:: Records to use ::
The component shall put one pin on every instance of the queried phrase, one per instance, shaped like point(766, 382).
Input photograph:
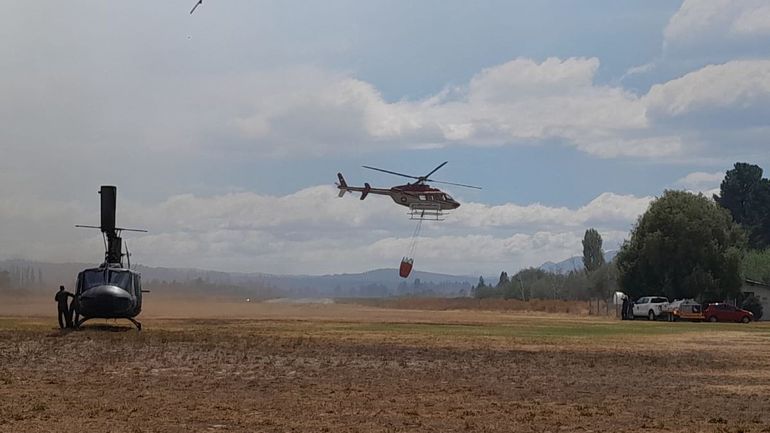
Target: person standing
point(624, 308)
point(65, 318)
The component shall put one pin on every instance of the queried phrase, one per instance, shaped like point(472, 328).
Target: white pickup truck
point(650, 307)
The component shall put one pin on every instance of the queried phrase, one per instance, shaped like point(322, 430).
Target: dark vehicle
point(721, 312)
point(110, 291)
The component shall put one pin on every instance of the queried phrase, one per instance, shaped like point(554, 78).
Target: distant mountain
point(573, 263)
point(375, 283)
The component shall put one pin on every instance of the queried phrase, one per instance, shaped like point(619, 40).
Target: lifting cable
point(415, 236)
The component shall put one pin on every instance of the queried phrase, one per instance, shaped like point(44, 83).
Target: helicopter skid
point(82, 320)
point(429, 213)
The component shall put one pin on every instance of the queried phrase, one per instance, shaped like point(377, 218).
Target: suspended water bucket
point(406, 267)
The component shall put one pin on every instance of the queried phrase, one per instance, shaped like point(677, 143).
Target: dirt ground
point(220, 365)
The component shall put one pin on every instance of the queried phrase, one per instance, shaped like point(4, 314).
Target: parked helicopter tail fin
point(342, 185)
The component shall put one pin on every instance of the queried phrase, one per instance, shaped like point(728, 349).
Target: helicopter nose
point(104, 301)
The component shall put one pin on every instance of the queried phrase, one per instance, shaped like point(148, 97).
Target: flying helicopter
point(109, 291)
point(423, 201)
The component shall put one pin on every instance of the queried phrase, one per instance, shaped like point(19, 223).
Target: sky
point(224, 130)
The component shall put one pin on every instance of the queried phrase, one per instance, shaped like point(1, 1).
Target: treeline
point(684, 246)
point(21, 277)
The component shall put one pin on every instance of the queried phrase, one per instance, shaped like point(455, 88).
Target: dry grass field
point(219, 365)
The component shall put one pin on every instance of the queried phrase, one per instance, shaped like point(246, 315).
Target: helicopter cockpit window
point(120, 279)
point(92, 279)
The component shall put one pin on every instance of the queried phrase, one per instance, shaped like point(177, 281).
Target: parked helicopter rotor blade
point(452, 183)
point(434, 170)
point(391, 172)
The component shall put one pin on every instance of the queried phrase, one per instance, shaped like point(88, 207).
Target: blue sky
point(224, 130)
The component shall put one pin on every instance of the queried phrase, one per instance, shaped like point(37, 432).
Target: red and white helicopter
point(423, 201)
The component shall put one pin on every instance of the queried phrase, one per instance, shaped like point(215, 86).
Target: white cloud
point(753, 21)
point(736, 85)
point(314, 231)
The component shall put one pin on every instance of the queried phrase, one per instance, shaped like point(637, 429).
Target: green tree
point(685, 246)
point(504, 280)
point(756, 265)
point(747, 196)
point(593, 255)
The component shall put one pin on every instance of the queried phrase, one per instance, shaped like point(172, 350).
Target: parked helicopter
point(110, 291)
point(423, 201)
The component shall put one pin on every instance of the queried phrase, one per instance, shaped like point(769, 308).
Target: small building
point(762, 292)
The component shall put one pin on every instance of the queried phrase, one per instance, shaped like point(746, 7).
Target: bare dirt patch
point(351, 368)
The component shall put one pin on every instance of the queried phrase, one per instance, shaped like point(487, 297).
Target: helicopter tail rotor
point(366, 190)
point(341, 185)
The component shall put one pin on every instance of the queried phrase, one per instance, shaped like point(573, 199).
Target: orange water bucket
point(406, 267)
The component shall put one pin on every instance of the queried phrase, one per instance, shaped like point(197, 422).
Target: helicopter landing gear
point(78, 322)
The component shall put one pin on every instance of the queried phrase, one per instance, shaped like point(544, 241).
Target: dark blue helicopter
point(110, 291)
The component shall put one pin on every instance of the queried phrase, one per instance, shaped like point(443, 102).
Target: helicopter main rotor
point(422, 179)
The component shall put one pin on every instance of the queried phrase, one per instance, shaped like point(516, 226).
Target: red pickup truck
point(721, 312)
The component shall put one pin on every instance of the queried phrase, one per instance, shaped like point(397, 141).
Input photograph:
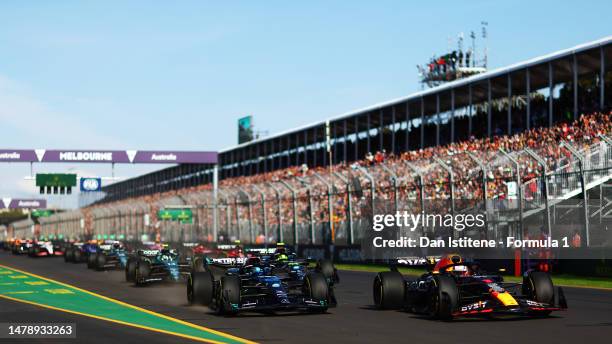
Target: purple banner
point(17, 155)
point(174, 157)
point(110, 156)
point(85, 156)
point(23, 203)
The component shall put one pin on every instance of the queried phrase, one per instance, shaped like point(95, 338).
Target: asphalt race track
point(589, 318)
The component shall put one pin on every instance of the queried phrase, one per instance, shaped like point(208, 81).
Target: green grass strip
point(29, 288)
point(560, 280)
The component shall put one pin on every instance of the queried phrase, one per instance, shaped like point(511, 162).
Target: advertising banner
point(17, 155)
point(91, 184)
point(173, 157)
point(109, 156)
point(23, 203)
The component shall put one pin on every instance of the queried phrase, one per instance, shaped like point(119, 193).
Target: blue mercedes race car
point(266, 283)
point(109, 255)
point(155, 265)
point(79, 252)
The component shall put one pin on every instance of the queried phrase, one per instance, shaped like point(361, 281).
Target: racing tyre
point(77, 256)
point(538, 286)
point(130, 270)
point(327, 269)
point(315, 287)
point(68, 255)
point(91, 260)
point(143, 269)
point(198, 264)
point(100, 262)
point(389, 290)
point(444, 297)
point(230, 295)
point(200, 288)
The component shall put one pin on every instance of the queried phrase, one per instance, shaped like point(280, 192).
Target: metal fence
point(519, 192)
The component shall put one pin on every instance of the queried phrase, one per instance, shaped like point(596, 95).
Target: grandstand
point(529, 145)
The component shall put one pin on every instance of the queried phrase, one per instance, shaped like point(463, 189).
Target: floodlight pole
point(350, 205)
point(585, 208)
point(215, 201)
point(544, 189)
point(519, 187)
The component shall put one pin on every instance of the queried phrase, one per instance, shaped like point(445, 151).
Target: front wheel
point(143, 269)
point(230, 295)
point(91, 260)
point(316, 288)
point(444, 297)
point(200, 288)
point(538, 286)
point(389, 290)
point(130, 270)
point(100, 262)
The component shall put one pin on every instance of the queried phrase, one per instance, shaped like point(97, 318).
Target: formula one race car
point(455, 288)
point(79, 252)
point(262, 284)
point(44, 248)
point(156, 265)
point(21, 246)
point(109, 255)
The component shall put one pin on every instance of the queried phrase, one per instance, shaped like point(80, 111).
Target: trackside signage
point(17, 155)
point(23, 203)
point(110, 156)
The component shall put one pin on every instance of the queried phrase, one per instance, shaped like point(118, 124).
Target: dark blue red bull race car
point(454, 288)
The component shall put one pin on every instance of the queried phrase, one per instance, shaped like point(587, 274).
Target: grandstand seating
point(299, 200)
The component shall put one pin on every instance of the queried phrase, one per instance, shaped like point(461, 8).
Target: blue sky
point(177, 75)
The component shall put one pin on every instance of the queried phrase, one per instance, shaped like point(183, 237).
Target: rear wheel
point(327, 269)
point(68, 255)
point(91, 260)
point(130, 270)
point(198, 264)
point(77, 256)
point(389, 290)
point(143, 269)
point(200, 288)
point(316, 288)
point(538, 286)
point(444, 297)
point(100, 262)
point(230, 295)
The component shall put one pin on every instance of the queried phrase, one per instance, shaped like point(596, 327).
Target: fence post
point(280, 214)
point(520, 189)
point(394, 178)
point(372, 186)
point(351, 233)
point(542, 163)
point(329, 205)
point(585, 204)
point(263, 213)
point(415, 170)
point(295, 231)
point(483, 169)
point(451, 176)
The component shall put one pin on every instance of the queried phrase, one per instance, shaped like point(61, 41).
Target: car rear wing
point(226, 261)
point(148, 253)
point(416, 261)
point(261, 251)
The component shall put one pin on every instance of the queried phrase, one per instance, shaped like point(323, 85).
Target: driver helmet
point(281, 257)
point(450, 259)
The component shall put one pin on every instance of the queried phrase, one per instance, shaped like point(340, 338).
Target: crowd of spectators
point(387, 178)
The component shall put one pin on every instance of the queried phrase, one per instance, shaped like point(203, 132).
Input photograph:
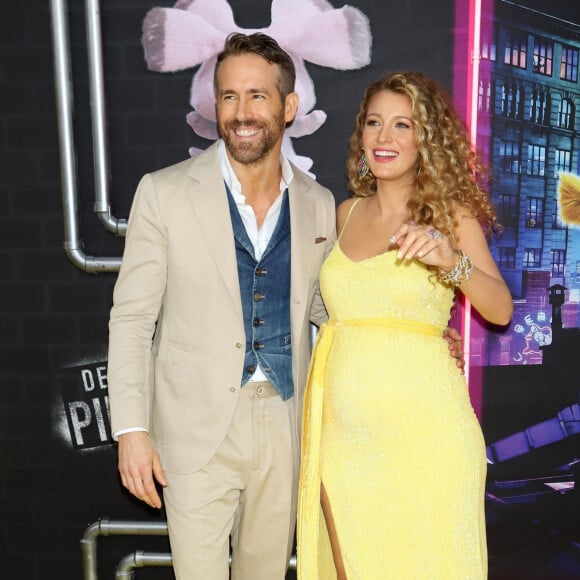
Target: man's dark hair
:::
Exercise objective. Turn all of the data above into a Markdown table with two columns, Number and Entry, giving each line its own row with its row number and skipping blank lines. Leave the pictures out.

The completed task.
| Number | Entry |
|---|---|
| 1 | The component shall put one pin on every instance of the queried phrase, one per instance, shaped like point(766, 382). |
| 2 | Input photograph: |
| 3 | Target: person standing |
| 4 | point(624, 308) |
| 5 | point(65, 318) |
| 6 | The component shall put one pin on every instance of the queried phrase, one per instance, shaped like point(472, 328). |
| 7 | Target: white pickup truck |
| 8 | point(650, 307) |
| 9 | The component shall put one pin on every instance of the queried phrase, one per instance, shaped like point(322, 430). |
| 10 | Target: dark vehicle |
| 11 | point(721, 312) |
| 12 | point(110, 291) |
| 13 | The component shall put one pin on every instance of the queried phrase, one per instance, shaped like point(554, 78). |
| 14 | Target: distant mountain |
| 15 | point(573, 263) |
| 16 | point(375, 283) |
| 17 | The component shall put one pin on every instance of the queried phrase, one per instance, shaped like point(619, 40). |
| 18 | Target: lifting cable |
| 19 | point(415, 236) |
| 20 | The component shall put one pin on every instance of the queried phrase, one per instance, shaped like point(44, 83). |
| 21 | Target: helicopter skid |
| 22 | point(82, 320) |
| 23 | point(429, 213) |
| 24 | The component shall put one pin on every instance of the queried phrase, one per instance, shaped like point(377, 218). |
| 25 | Target: suspended water bucket |
| 26 | point(406, 267) |
| 27 | The component shall put one pin on every instance of the queried phrase, one per instance, shaped like point(677, 143). |
| 28 | Target: dirt ground |
| 29 | point(220, 365) |
| 30 | The component shall put one pin on every instance of the queried phrase, one per instance, shaped like point(4, 314). |
| 31 | Target: parked helicopter tail fin |
| 32 | point(342, 185) |
| 33 | The component shall put one pin on every instance of the queried phrase, one per instance, shaped like point(728, 349). |
| 34 | Target: helicopter nose |
| 35 | point(104, 301) |
| 36 | The component shall put one pin on every instance of the queried phrase, one per instance, shaped like point(148, 97). |
| 37 | Target: flying helicopter |
| 38 | point(109, 291) |
| 39 | point(423, 201) |
| 40 | The component shall put one pin on every instance of the queried phrase, one per instance, shaped like point(19, 223). |
| 41 | Target: sky |
| 42 | point(224, 130) |
| 43 | The component shall put one pin on every instance of the queried phrase, one per instance, shaped like point(1, 1). |
| 44 | Target: treeline |
| 45 | point(684, 246) |
| 46 | point(21, 277) |
| 47 | The component shall put one pin on every instance of the queried phrase, one per instance, shaped like point(455, 88). |
| 48 | Target: dry grass field |
| 49 | point(219, 365) |
| 50 | The component shall put one pin on every instance of the queried phrase, one per instance, shaped like point(246, 315). |
| 51 | Target: helicopter cockpit window |
| 52 | point(120, 279) |
| 53 | point(92, 279) |
| 54 | The component shall put one pin on every instance of the queried phrase, one per instance, shaped like point(177, 281). |
| 55 | Target: parked helicopter rotor blade |
| 56 | point(452, 183) |
| 57 | point(434, 170) |
| 58 | point(391, 172) |
| 59 | The component shall put one pin on every instance of the queried phrase, one per instance, shaped like point(88, 207). |
| 60 | Target: blue sky |
| 61 | point(224, 130) |
| 62 | The component shall put one pin on every instance of the queried phrase, one per instance, shaped like point(37, 432). |
| 63 | Target: red and white helicopter |
| 64 | point(423, 201) |
| 65 | The component shall put one pin on every instance of the queried phrase, one per instance, shaped like point(215, 86). |
| 66 | Target: white cloud |
| 67 | point(753, 21) |
| 68 | point(736, 85) |
| 69 | point(314, 231) |
| 70 | The component shall put one pin on every instance of the queried phrase, one per instance, shaped like point(637, 429). |
| 71 | Target: green tree |
| 72 | point(685, 246) |
| 73 | point(504, 280) |
| 74 | point(756, 265) |
| 75 | point(747, 196) |
| 76 | point(593, 255) |
| 77 | The component shall put one pin on every instance of the queried phrase, one per instance, shaped like point(172, 350). |
| 78 | Target: parked helicopter |
| 79 | point(110, 291) |
| 80 | point(423, 201) |
| 81 | The component shall put one pin on every instance of the queried phrase, one per instance, shaped like point(769, 308). |
| 82 | Target: small building |
| 83 | point(762, 292) |
| 84 | The component shall put one pin on every instance of the queried phrase, one per instance, shaped like point(746, 7). |
| 85 | Target: bare dirt patch |
| 86 | point(351, 368) |
| 87 | The component shall put one pin on every instance of the queried phrase, one per instance, shaped like point(487, 297). |
| 88 | Target: helicopter tail rotor |
| 89 | point(366, 190) |
| 90 | point(341, 185) |
| 91 | The component shall put one pin on every instance of the queried phrase, one per instance, shaped like point(573, 199). |
| 92 | Target: orange water bucket |
| 93 | point(406, 267) |
| 94 | The component shall put one pin on every instance of the queried phrase, one per instance, shaped like point(197, 422). |
| 95 | Target: helicopter landing gear |
| 96 | point(78, 322) |
| 97 | The component shall put one pin on every instance of the queried phrase, one per instance, shaped like point(544, 241). |
| 98 | Target: dark blue helicopter |
| 99 | point(110, 291) |
| 100 | The component shall put one pin on every instance of the queried phrase, one per instance, shaped like point(443, 102). |
| 101 | Target: helicopter main rotor |
| 102 | point(422, 179) |
| 103 | The component shall put one pin on every instance of the queried phrase, one per instance, shaped like point(516, 226). |
| 104 | Target: red pickup truck |
| 105 | point(721, 312) |
| 106 | The component shall put one pin on every instance of the queried phrase, one per instance, shaped like point(397, 141). |
| 107 | Input photograph: |
| 108 | Target: purple banner |
| 109 | point(17, 155) |
| 110 | point(174, 157) |
| 111 | point(110, 156) |
| 112 | point(85, 156) |
| 113 | point(23, 203) |
| 114 | The component shall put one pin on every instance of the queried phrase, one per instance, shaped like point(95, 338). |
| 115 | Target: asphalt race track |
| 116 | point(589, 318) |
| 117 | The component shall put one pin on every instance of the queried phrase, one per instance, shaped like point(208, 81). |
| 118 | Target: green grass strip |
| 119 | point(29, 288) |
| 120 | point(560, 280) |
| 121 | The component shall put one pin on every instance of the queried phrase, one per instance, shaped like point(511, 162). |
| 122 | Target: advertising banner |
| 123 | point(17, 155) |
| 124 | point(91, 184) |
| 125 | point(173, 157) |
| 126 | point(109, 156) |
| 127 | point(23, 203) |
| 128 | The component shall put one pin on every instance of the queried phrase, one per instance, shaped like point(119, 193). |
| 129 | Target: blue mercedes race car |
| 130 | point(266, 283) |
| 131 | point(109, 255) |
| 132 | point(155, 265) |
| 133 | point(79, 252) |
| 134 | The component shall put one pin on every instance of the queried phrase, one per instance, shaped like point(361, 281). |
| 135 | Target: racing tyre |
| 136 | point(77, 256) |
| 137 | point(538, 286) |
| 138 | point(130, 270) |
| 139 | point(327, 269) |
| 140 | point(315, 287) |
| 141 | point(68, 255) |
| 142 | point(91, 260) |
| 143 | point(143, 269) |
| 144 | point(198, 264) |
| 145 | point(100, 262) |
| 146 | point(389, 290) |
| 147 | point(444, 297) |
| 148 | point(230, 295) |
| 149 | point(200, 288) |
| 150 | The component shall put one pin on every instance of the queried phrase, one per instance, shaped like point(280, 192). |
| 151 | Target: metal fence |
| 152 | point(519, 192) |
| 153 | The component shall put one pin on every instance of the queried phrase, one per instance, shaped like point(596, 95). |
| 154 | Target: grandstand |
| 155 | point(529, 145) |
| 156 | The component shall put one pin on every instance of the queried phrase, one per instance, shaped like point(463, 189). |
| 157 | Target: floodlight pole |
| 158 | point(350, 205) |
| 159 | point(585, 208) |
| 160 | point(215, 201) |
| 161 | point(544, 189) |
| 162 | point(519, 187) |
| 163 | The component shall put one pin on every instance of the queried phrase, one per instance, shaped like point(445, 151). |
| 164 | Target: front wheel |
| 165 | point(143, 269) |
| 166 | point(230, 295) |
| 167 | point(91, 260) |
| 168 | point(316, 288) |
| 169 | point(444, 297) |
| 170 | point(200, 288) |
| 171 | point(538, 286) |
| 172 | point(389, 290) |
| 173 | point(130, 270) |
| 174 | point(100, 262) |
| 175 | The component shall put one pin on every instance of the queried phrase, one per instance, shaped like point(97, 318). |
| 176 | Target: formula one race car |
| 177 | point(455, 288) |
| 178 | point(79, 252) |
| 179 | point(262, 284) |
| 180 | point(44, 248) |
| 181 | point(156, 265) |
| 182 | point(21, 246) |
| 183 | point(109, 255) |
| 184 | The component shall put one pin on every instance of the queried phrase, one per instance, shaped like point(80, 111). |
| 185 | Target: trackside signage |
| 186 | point(17, 155) |
| 187 | point(23, 203) |
| 188 | point(110, 156) |
| 189 | The component shall put one pin on every instance of the queried phrase, one per instance, shaped like point(118, 124). |
| 190 | Target: dark blue red bull race car |
| 191 | point(454, 288) |
| 192 | The component shall put one pin on every instance of the queried phrase, one per instance, shaped like point(587, 274). |
| 193 | Target: grandstand seating |
| 194 | point(299, 200) |
| 195 | The component shall put one pin on every instance of the queried phrase, one per instance, shaped like point(461, 8). |
| 196 | Target: blue sky |
| 197 | point(177, 75) |
| 198 | The component shall put one pin on every instance of the queried phrase, one per instance, shaped like point(183, 237). |
| 199 | Target: rear wheel |
| 200 | point(327, 269) |
| 201 | point(68, 255) |
| 202 | point(91, 260) |
| 203 | point(130, 270) |
| 204 | point(198, 264) |
| 205 | point(77, 256) |
| 206 | point(389, 290) |
| 207 | point(143, 269) |
| 208 | point(200, 288) |
| 209 | point(316, 288) |
| 210 | point(538, 286) |
| 211 | point(444, 297) |
| 212 | point(100, 262) |
| 213 | point(230, 295) |
| 214 | The component shall put one pin on every instance of the queried phrase, one per instance, shaped like point(596, 327). |
| 215 | Target: fence post |
| 216 | point(280, 214) |
| 217 | point(520, 189) |
| 218 | point(394, 178) |
| 219 | point(372, 186) |
| 220 | point(351, 233) |
| 221 | point(542, 163) |
| 222 | point(329, 205) |
| 223 | point(585, 204) |
| 224 | point(263, 213) |
| 225 | point(415, 170) |
| 226 | point(295, 231) |
| 227 | point(483, 169) |
| 228 | point(451, 176) |
| 229 | The component shall put one pin on every instance of the queried phrase, one per instance, shaped like point(61, 41). |
| 230 | Target: car rear wing |
| 231 | point(226, 261) |
| 232 | point(148, 253) |
| 233 | point(416, 261) |
| 234 | point(261, 251) |
| 235 | The component shall put one pin on every instance of the queried phrase, one per instance, shaped like point(323, 85). |
| 236 | Target: driver helmet |
| 237 | point(281, 257) |
| 238 | point(450, 259) |
| 239 | The component shall put one pin on every instance of the queried phrase, one per instance, shaped like point(340, 338). |
| 240 | Target: crowd of spectators |
| 241 | point(387, 178) |
| 242 | The component shall put one pin on every instance of the queried phrase, one per instance, shaped like point(203, 132). |
| 243 | Input photograph: |
| 244 | Target: man's dark hair |